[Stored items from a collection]
════════════════

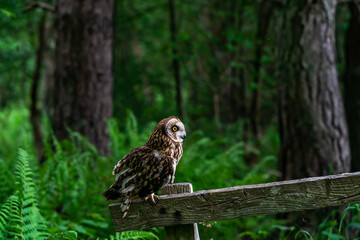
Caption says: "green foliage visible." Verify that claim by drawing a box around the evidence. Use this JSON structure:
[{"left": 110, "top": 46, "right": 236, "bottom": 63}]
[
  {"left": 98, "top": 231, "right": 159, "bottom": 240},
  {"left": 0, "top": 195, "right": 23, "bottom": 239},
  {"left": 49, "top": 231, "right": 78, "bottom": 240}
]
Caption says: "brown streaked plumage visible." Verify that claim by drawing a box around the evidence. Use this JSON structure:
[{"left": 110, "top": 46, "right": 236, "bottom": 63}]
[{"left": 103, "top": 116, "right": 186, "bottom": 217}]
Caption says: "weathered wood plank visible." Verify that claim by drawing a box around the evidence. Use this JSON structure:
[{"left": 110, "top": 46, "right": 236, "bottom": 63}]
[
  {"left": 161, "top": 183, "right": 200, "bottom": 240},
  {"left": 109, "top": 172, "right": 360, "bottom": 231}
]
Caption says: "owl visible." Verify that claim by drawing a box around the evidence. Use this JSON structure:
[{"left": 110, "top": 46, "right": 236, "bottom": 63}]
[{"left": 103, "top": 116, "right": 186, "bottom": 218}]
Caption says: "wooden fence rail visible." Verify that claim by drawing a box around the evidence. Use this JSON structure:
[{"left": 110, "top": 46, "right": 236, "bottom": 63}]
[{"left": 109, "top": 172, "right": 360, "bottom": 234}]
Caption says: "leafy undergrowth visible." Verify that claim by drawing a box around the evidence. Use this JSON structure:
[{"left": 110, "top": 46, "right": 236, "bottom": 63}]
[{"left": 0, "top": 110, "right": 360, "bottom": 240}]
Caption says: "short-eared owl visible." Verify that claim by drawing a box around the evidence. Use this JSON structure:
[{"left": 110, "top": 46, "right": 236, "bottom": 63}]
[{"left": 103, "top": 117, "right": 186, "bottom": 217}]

════════════════

● Aim of the task
Write out the listing word for word, omitting the pictures it holds.

● Result of this exercise
Caption says: "green foliage visible." Verify that claim by drawing a box around the evidence. Use this JSON structure:
[{"left": 110, "top": 46, "right": 236, "bottom": 63}]
[
  {"left": 98, "top": 231, "right": 159, "bottom": 240},
  {"left": 0, "top": 195, "right": 23, "bottom": 239},
  {"left": 49, "top": 231, "right": 78, "bottom": 240}
]
Caption says: "brown streaked plumage visible." Verify that claim by drawing a box around the evidence. Use this JSON structure:
[{"left": 110, "top": 46, "right": 236, "bottom": 63}]
[{"left": 103, "top": 116, "right": 186, "bottom": 217}]
Caption says: "weathered wood plank visible." Verify that claim by drawing a box around the evidence. Use this JSON structure:
[{"left": 110, "top": 46, "right": 236, "bottom": 63}]
[
  {"left": 161, "top": 183, "right": 200, "bottom": 240},
  {"left": 109, "top": 172, "right": 360, "bottom": 231}
]
Caption says: "owl visible." Verify that claim by drawing a box around the evidence. Use this JSON structure:
[{"left": 110, "top": 46, "right": 236, "bottom": 63}]
[{"left": 103, "top": 116, "right": 186, "bottom": 218}]
Caption says: "wooden fence rail visible." Verify that claim by drawing a box around the evidence. Use this JSON structure:
[{"left": 110, "top": 46, "right": 236, "bottom": 63}]
[{"left": 109, "top": 172, "right": 360, "bottom": 234}]
Caption says: "leafy undergrowth visible." Verify that claim by drawing a box around the evidence. Use this JSON structure:
[{"left": 110, "top": 46, "right": 236, "bottom": 63}]
[{"left": 0, "top": 110, "right": 360, "bottom": 240}]
Caption says: "short-eared owl visible." Verify that claim by drawing a box around the evidence. Use this JSON structure:
[{"left": 110, "top": 46, "right": 236, "bottom": 63}]
[{"left": 103, "top": 117, "right": 186, "bottom": 217}]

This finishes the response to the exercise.